Although both President George W. Bush and former Secretary of State
Colin Powell had formally declared that the realities in Darfur
constituted genocide, the administration had long and strenuously
opposed the ICC out of fear that US officials or soldiers might
someday face prosecution for bad acts pursuant to overseas
interventions. Bush's pending nominee for ambassador to the UN, John
Bolton, is one of several hawks who bitterly opposed President Bill
Clinton's grudging signature upon the 1998 Rome Statute establishing
the Court and backed a bill in Congress that would have authorized
use of force to free any US citizen who might have wound up in
custody in The Hague. Having finally “unsigned” the Rome Statute in
April 2002 with a three-sentence letter from Bolton to Annan, the
Bush administration was now loath to do anything that might
legitimize the ICC.
Their poorly conceived alternative for Darfur was an ad hoc
tribunal, perhaps to be held in Arusha, Tanzania. Washington found
no significant support for this proposal. In the end, the US
abstained from the 11-0 Security Council vote approving the ICC
referral -- despite a clause in Resolution 1593 exempting “personnel
from a contributing state outside Sudan which is not a party to the
Rome Statute” from the jurisdiction of the Court's Darfur
investigations.
At the same time, a number of human rights organizations had
sought with equal fervor to create precisely the legitimacy for the
ICC that the US sought to avoid, and wasted little time pouring very
significant advocacy efforts into supporting the referral. Two
criticisms of these advocacy efforts seem warranted in retrospect.
First, they too clearly came at the expense -- at a critical moment
in international debate -- of demands for greater efforts at
civilian protection. So exclusively was the focus on achieving an
ICC referral that the morally more immediate and compelling need for
humanitarian intervention and civilian protection received only an
advocacy nod. Second, in arguing for an ICC referral, human rights
groups made claims made for its deterrent effect that became
increasingly tendentious, even disingenuous. Claims by Human Rights
Watch that an ICC referral offered the people of Darfur “real hope
of protection” had no basis in fact or logic, and would soon be
undermined by events.
The other major stakeholders in the debate over an ICC
referral were the senior members of the National Islamic Front (NIF)
regime in Khartoum, who came under what is effectively an indictment
with the report of the COI. Fifty-one names were referred under seal
to the chief prosecutor at the ICC, Luis Moreno-Ocampo. While the
“list of 51” remains under UN seal, it is clear from the COI report
who is implicated by virtue of clearly delineated reporting
hierarchies and chains of command and authority. Establishing these
hierarchies and chains, with explicit confirmation from Khartoum, is
the major positive achievement of the UN investigative commission.
According to a January 29 Los Angeles Times report, the COI met
after its report was completed, but before it was released, because
some commissioners wanted to name the names of those on the “list of
51” who are involved in talks with rebels in Darfur and the south of
Sudan.

PROBLEM A ▸
Do these statements agree with the excerpt on Darfur and the ICC? For each one, say yes or no, and quote the words from the excerpt that decide it.
(i) The US voted in favor of the Security Council's ICC referral.
(ii) Fifty-one names were sent under seal to the ICC's chief prosecutor.
(iii) The Bush administration proposed an ad hoc tribunal for Darfur, possibly in Arusha.

SUPPLIED DATA ▸
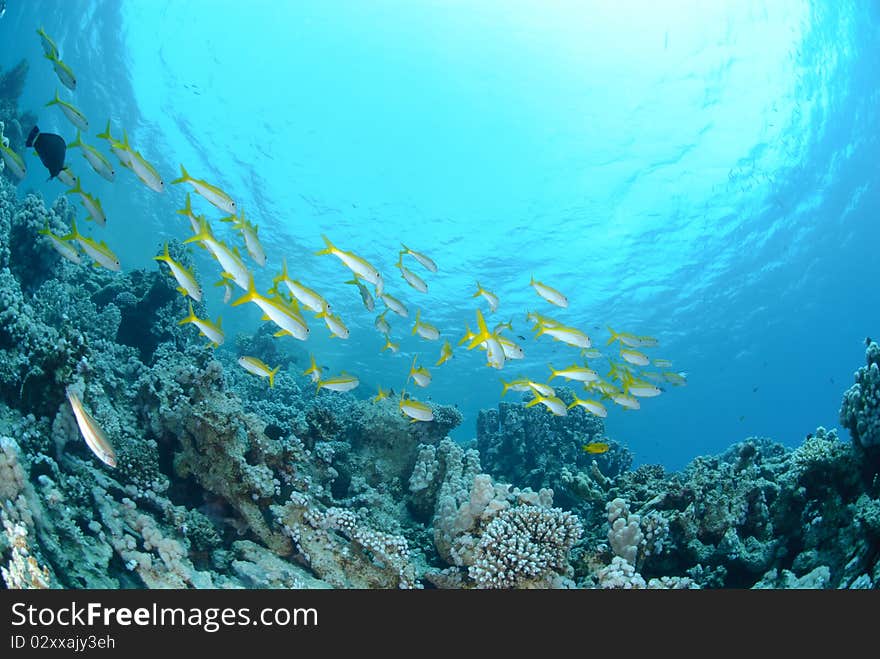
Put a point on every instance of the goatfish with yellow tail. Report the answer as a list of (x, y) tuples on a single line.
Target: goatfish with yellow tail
[(212, 331), (353, 262), (144, 170), (425, 330), (248, 233), (64, 247), (229, 259), (276, 310), (63, 71), (574, 372), (97, 251), (394, 304), (91, 204), (313, 371), (14, 162), (548, 293), (426, 261), (421, 376), (95, 158), (445, 353), (212, 193), (257, 367), (73, 114), (310, 299), (634, 357), (592, 406), (416, 410), (343, 382), (567, 335), (186, 279), (552, 403), (631, 340), (494, 349), (120, 149), (366, 296), (410, 277), (48, 44), (92, 433), (489, 296)]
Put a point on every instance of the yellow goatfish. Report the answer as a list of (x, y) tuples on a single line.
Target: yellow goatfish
[(64, 72), (445, 353), (73, 114), (210, 192), (276, 310), (426, 261), (592, 406), (91, 204), (186, 279), (144, 170), (575, 372), (95, 158), (552, 403), (91, 432), (304, 295), (257, 367), (344, 382), (99, 252), (313, 371), (382, 324), (49, 47), (416, 410), (425, 330), (568, 335), (229, 259), (489, 296), (212, 331), (119, 149), (550, 294), (62, 246), (353, 262)]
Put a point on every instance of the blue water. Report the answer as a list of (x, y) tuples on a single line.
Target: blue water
[(703, 172)]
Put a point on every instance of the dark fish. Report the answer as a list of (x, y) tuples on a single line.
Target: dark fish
[(51, 148)]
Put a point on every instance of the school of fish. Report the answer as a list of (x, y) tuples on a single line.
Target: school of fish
[(629, 376)]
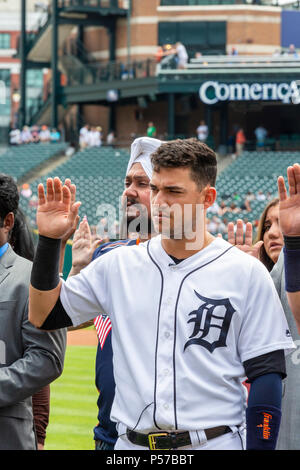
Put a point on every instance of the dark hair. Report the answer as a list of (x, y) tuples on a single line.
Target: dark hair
[(9, 196), (190, 153), (264, 258), (21, 238)]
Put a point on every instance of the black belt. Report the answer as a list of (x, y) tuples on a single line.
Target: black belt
[(171, 440)]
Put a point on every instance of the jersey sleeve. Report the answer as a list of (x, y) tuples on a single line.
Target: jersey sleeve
[(85, 295), (264, 327)]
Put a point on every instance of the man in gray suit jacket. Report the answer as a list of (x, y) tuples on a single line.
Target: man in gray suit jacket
[(29, 358)]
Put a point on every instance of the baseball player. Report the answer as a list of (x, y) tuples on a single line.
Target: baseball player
[(188, 324), (137, 192)]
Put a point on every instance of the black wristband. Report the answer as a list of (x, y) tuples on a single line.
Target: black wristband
[(292, 243), (45, 268)]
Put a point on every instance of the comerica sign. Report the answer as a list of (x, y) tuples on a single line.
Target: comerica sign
[(211, 92)]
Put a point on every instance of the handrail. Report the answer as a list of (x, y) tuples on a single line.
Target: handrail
[(273, 3), (93, 73), (91, 4)]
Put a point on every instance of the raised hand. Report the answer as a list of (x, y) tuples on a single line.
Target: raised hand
[(83, 246), (72, 229), (243, 243), (289, 205), (56, 213)]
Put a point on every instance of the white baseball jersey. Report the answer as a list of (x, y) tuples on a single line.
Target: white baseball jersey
[(180, 332)]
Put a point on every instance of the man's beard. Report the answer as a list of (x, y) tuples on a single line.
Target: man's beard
[(143, 225)]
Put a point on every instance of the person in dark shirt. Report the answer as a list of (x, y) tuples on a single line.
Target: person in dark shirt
[(137, 191)]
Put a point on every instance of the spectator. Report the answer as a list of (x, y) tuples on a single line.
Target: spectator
[(292, 51), (234, 208), (15, 136), (214, 224), (83, 136), (260, 196), (26, 137), (202, 131), (247, 202), (111, 138), (260, 134), (182, 55), (223, 208), (151, 130), (214, 209), (94, 137), (240, 141), (54, 136), (35, 134), (26, 191), (45, 134)]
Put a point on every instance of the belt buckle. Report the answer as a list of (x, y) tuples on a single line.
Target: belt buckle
[(152, 440)]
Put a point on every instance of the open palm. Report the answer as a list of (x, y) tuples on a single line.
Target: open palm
[(243, 242), (289, 205), (56, 212)]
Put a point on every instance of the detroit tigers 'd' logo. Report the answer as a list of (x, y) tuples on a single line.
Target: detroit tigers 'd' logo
[(207, 322)]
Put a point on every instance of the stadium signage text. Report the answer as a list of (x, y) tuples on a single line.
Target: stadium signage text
[(211, 92)]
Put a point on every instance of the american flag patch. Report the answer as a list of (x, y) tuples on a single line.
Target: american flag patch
[(103, 326)]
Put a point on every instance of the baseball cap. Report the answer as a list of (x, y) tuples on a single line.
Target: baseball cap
[(141, 150)]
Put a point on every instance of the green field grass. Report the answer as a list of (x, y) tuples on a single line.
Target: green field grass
[(73, 402)]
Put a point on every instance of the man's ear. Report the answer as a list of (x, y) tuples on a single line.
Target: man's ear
[(9, 221), (210, 196)]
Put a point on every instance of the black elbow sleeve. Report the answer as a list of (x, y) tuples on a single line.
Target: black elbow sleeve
[(45, 268)]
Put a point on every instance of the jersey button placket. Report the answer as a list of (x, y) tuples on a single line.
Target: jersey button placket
[(165, 373)]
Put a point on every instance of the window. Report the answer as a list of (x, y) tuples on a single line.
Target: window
[(4, 41)]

PROBLEM B ▸
In the records, copy out the lines starting at the one that contains "Put a point on every instance of the jersey button" and stopping after the last line of the records.

WRITTEN RESPONSE A ▸
(i) No: "the US abstained from the 11-0 Security Council vote approving the ICC referral"
(ii) Yes: "Fifty-one names were referred under seal to the chief prosecutor at the ICC, Luis Moreno-Ocampo"
(iii) Yes: "Their poorly conceived alternative for Darfur was an ad hoc tribunal, perhaps to be held in Arusha, Tanzania"

WRITTEN RESPONSE B ▸
Put a point on every instance of the jersey button placket. Report the answer as a list of (x, y) tuples on a single line.
Target: jersey button placket
[(165, 373)]
Put a point on every instance of the window. Report the answer as a list of (x, y) tuples on a single line.
Target: window
[(4, 41)]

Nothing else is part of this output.